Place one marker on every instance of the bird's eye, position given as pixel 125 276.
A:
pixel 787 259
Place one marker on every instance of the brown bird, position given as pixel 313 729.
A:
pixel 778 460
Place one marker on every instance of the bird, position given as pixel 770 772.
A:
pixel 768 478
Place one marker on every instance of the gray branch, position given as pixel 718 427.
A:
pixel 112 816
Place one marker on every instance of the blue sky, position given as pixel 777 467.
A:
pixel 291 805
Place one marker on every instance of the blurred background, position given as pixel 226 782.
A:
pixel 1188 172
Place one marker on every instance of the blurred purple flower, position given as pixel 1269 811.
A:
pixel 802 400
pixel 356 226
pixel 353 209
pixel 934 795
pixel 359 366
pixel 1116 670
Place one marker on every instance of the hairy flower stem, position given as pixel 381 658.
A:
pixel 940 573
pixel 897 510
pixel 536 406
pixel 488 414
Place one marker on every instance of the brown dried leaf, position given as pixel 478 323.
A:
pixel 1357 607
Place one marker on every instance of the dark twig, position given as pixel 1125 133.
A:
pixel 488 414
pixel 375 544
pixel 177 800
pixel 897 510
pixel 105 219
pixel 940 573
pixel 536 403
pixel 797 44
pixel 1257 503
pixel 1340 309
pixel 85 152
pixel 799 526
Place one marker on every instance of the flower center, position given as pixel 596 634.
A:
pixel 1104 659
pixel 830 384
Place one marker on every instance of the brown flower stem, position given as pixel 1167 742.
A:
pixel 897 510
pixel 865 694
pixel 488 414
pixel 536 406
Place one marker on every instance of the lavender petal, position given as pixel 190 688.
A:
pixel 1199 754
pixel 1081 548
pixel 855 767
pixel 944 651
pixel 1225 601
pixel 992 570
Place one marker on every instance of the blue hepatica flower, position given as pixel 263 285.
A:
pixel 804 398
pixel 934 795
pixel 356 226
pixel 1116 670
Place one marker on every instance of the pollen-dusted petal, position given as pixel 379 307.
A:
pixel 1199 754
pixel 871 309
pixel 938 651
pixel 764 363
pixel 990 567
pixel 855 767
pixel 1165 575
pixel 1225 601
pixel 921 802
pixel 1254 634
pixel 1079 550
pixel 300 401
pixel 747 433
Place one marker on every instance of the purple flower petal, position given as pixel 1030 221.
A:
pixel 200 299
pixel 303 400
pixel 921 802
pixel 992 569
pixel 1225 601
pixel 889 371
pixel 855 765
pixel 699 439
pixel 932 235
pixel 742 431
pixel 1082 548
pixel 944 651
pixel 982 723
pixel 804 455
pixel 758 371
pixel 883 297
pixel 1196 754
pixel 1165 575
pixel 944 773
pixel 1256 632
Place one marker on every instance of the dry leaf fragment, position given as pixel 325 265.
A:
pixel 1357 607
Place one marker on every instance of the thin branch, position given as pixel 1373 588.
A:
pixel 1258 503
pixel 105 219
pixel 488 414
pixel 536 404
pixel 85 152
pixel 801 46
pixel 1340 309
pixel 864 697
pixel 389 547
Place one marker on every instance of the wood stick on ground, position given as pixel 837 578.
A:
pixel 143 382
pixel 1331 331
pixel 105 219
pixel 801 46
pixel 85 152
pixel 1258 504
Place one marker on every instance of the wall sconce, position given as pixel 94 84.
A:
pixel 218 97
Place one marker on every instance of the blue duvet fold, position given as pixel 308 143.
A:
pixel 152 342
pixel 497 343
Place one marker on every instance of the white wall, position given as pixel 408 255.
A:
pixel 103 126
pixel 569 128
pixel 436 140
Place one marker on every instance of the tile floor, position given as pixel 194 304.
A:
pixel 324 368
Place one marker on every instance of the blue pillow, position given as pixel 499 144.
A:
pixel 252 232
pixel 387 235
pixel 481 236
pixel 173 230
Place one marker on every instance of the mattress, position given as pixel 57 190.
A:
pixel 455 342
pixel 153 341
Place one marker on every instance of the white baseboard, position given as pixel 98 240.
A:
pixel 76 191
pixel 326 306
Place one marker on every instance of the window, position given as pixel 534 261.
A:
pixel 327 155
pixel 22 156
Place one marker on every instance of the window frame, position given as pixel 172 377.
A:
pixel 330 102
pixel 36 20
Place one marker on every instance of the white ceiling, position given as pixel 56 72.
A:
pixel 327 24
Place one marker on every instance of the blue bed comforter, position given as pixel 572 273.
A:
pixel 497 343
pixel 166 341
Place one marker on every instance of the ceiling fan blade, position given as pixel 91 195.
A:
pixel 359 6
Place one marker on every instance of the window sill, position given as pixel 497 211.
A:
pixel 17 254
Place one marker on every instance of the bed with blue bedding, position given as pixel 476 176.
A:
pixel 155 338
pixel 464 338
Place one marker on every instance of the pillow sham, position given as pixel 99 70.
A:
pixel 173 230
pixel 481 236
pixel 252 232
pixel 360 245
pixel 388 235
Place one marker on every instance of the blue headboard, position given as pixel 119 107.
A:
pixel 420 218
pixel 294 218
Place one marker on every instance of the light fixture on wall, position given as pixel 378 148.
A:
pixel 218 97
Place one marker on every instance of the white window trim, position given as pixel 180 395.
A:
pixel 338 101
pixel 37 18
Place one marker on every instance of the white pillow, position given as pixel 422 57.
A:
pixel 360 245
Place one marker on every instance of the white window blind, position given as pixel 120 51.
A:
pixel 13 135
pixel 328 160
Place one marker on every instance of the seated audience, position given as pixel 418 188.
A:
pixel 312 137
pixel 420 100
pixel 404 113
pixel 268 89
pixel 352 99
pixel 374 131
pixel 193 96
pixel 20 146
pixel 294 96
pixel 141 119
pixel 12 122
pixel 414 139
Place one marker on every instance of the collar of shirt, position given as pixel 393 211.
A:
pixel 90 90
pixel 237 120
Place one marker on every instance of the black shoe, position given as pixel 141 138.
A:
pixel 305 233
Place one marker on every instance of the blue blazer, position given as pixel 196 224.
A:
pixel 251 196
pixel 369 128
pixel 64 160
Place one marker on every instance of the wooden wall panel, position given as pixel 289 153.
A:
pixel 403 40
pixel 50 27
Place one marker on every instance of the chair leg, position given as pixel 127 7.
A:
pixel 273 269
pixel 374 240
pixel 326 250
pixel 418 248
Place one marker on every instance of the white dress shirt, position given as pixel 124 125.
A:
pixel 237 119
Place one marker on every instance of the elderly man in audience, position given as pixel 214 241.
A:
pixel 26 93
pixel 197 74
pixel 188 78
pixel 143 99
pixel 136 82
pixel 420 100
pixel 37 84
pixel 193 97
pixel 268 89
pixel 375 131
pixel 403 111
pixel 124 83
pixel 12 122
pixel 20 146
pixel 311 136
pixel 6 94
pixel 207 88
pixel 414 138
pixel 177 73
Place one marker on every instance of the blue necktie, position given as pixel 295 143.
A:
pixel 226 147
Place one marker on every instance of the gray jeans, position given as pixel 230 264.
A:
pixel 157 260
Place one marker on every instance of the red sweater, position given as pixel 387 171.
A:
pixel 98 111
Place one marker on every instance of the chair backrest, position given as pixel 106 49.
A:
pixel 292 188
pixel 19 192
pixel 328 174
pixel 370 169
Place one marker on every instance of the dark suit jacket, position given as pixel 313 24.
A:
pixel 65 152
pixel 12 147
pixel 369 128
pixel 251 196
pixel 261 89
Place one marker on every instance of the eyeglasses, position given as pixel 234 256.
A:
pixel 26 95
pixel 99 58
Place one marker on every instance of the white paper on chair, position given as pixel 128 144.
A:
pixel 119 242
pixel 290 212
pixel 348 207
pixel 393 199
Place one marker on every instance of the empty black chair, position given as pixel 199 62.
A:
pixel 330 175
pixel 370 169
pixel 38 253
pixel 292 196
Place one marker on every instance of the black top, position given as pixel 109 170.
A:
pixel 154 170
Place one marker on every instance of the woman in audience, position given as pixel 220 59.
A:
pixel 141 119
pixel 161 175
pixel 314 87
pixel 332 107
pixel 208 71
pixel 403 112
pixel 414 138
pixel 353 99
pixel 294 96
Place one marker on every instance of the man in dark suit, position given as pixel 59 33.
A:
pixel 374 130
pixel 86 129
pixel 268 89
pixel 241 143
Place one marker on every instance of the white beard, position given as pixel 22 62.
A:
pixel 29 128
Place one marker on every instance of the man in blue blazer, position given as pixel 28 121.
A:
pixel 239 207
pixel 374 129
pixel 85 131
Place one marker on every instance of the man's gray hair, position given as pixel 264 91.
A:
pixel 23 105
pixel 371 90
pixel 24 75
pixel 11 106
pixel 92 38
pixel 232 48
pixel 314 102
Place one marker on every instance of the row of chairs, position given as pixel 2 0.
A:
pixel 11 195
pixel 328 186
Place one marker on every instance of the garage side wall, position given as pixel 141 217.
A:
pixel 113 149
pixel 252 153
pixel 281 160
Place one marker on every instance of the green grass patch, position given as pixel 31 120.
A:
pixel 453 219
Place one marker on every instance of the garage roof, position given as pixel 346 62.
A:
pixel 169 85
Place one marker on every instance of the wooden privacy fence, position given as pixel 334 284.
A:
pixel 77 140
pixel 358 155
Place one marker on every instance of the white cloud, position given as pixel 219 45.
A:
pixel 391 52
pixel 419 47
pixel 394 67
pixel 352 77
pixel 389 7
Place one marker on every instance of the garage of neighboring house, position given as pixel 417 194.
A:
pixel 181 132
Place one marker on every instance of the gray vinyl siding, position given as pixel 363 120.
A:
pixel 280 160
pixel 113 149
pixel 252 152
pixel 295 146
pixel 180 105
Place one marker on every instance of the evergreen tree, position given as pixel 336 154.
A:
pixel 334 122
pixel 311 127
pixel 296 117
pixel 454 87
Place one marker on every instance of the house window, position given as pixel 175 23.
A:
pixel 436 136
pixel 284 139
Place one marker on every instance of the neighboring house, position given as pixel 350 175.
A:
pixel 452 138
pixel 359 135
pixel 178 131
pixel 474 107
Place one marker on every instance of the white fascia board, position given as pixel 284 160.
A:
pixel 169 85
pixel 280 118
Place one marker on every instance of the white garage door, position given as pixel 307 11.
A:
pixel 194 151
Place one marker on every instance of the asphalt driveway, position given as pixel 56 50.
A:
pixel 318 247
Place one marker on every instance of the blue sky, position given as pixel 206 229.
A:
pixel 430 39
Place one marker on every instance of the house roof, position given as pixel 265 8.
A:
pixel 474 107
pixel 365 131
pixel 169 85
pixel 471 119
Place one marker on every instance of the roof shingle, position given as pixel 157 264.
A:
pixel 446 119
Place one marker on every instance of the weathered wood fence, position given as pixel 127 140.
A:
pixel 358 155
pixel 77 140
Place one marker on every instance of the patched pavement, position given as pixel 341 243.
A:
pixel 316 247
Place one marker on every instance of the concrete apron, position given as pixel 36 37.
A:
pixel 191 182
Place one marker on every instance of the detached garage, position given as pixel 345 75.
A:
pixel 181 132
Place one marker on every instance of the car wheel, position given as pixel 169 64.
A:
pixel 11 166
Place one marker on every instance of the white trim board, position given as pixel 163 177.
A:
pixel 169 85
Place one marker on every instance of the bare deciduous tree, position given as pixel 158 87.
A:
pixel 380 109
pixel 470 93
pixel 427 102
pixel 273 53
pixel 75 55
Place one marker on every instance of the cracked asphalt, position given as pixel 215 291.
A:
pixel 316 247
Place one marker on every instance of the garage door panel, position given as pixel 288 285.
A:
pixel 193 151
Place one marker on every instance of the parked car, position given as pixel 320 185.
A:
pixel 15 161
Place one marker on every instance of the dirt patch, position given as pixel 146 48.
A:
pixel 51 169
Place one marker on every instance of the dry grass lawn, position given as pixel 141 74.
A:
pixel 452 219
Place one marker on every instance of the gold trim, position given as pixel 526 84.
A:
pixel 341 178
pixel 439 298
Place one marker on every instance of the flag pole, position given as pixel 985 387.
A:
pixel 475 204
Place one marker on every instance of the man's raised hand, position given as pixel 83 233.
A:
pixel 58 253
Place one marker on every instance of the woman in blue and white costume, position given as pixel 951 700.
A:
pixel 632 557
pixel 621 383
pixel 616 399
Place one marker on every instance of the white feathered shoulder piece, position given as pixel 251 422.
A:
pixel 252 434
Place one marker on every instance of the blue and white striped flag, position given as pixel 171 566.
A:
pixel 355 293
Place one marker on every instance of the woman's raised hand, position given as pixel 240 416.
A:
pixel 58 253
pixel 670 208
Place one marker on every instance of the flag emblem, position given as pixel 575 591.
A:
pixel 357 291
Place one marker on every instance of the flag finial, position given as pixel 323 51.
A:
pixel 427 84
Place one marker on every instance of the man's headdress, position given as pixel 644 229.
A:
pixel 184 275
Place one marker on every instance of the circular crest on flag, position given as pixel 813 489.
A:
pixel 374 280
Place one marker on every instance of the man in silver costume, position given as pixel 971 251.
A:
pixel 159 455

-.-.-

_Problem description:_ Rewrite everything from the line containing "pixel 220 59." down to the line containing "pixel 29 128", with "dark suit" changed to "black suit" and nothing else altered.

_Correct result:_
Place one marker on every instance of the woman in audience, position given as pixel 220 59.
A:
pixel 141 119
pixel 161 175
pixel 314 87
pixel 332 107
pixel 208 71
pixel 403 112
pixel 414 138
pixel 353 99
pixel 294 96
Place one marker on every instance of the man in black suit, position given as pixel 59 33.
A:
pixel 374 130
pixel 86 129
pixel 268 89
pixel 241 143
Place one marker on every instance of the white beard, position given as pixel 22 62.
A:
pixel 29 128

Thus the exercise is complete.